» **Work task**: Scan the entries that follow for the word "white", then report every line in which it appears.

Collected data
§ §

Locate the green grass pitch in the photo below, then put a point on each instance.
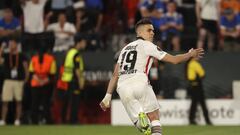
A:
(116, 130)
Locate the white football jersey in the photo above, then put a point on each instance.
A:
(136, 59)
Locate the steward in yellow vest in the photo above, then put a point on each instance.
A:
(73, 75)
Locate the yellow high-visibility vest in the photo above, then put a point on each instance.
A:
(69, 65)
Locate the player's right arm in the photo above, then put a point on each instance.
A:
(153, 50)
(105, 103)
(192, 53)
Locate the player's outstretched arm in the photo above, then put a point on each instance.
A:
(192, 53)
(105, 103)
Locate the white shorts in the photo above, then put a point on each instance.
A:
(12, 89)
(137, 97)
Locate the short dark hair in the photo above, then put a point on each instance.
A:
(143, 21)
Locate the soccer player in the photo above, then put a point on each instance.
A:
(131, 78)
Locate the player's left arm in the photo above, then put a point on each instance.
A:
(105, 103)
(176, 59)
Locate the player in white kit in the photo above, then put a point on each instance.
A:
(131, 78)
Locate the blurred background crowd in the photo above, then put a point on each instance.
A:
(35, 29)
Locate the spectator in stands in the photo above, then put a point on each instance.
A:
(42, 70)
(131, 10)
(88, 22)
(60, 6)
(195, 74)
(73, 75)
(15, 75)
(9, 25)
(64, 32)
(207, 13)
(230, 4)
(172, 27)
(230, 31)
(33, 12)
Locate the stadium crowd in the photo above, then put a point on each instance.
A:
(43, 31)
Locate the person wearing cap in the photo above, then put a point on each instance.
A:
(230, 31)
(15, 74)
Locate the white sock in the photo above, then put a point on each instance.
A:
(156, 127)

§ §

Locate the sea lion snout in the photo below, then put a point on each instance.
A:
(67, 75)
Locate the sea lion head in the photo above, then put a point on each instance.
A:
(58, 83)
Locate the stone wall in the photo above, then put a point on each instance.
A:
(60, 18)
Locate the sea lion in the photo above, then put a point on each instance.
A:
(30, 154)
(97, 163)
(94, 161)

§ §

» **Result of this exercise**:
Locate the white football jersey in the photo above, then put a point on each instance.
Locate the white shorts in the photo above, then put a point on each instance.
Locate the player in white kit in the photo above, then put a point on each instance.
Locate the white sock in the photo above, then put a point on each instance.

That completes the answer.